**** Records provided ****
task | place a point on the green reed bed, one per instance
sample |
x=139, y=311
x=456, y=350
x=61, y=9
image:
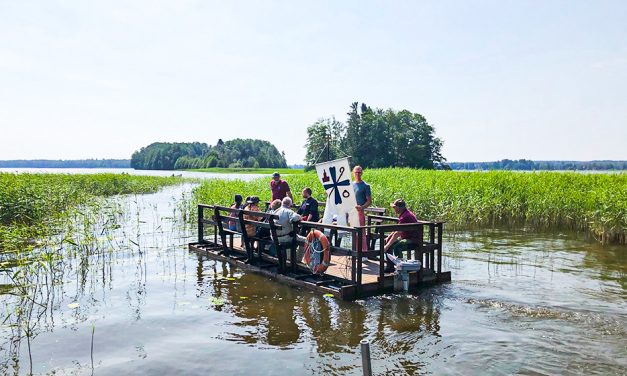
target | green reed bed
x=592, y=203
x=31, y=205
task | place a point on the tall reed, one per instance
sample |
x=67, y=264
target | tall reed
x=592, y=203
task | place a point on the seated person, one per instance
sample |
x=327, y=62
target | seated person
x=252, y=204
x=308, y=209
x=400, y=241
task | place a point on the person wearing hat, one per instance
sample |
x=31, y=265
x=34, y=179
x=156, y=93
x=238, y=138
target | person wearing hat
x=400, y=241
x=280, y=189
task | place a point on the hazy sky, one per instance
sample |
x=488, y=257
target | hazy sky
x=497, y=79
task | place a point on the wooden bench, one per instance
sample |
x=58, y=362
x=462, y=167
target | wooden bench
x=223, y=215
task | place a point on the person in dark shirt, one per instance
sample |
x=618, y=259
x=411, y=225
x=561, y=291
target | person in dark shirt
x=400, y=241
x=280, y=189
x=363, y=196
x=308, y=209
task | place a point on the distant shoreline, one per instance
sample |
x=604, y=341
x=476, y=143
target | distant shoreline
x=59, y=163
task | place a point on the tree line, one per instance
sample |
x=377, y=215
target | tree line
x=376, y=138
x=525, y=164
x=233, y=153
x=59, y=163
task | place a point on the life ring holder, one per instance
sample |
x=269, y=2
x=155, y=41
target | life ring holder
x=317, y=252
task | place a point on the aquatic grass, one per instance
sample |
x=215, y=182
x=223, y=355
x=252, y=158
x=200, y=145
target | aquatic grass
x=594, y=204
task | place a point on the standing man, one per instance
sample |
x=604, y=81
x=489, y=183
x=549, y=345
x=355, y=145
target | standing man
x=308, y=209
x=400, y=241
x=363, y=196
x=280, y=189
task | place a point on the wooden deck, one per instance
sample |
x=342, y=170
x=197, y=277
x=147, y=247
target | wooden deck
x=347, y=277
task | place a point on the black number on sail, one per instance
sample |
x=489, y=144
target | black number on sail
x=335, y=184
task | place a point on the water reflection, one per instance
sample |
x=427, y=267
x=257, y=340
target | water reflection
x=519, y=303
x=276, y=315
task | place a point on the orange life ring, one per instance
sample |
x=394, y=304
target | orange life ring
x=317, y=252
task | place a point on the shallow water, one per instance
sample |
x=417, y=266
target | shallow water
x=518, y=303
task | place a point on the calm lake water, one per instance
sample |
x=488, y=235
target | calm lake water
x=519, y=303
x=130, y=171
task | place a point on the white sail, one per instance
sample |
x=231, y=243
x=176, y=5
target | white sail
****
§ **Problem**
The answer is each line in which the word "white" occurs, copied from the material above.

§ **Solution for this task**
task | place a point on the white sail, one per instance
target | white sail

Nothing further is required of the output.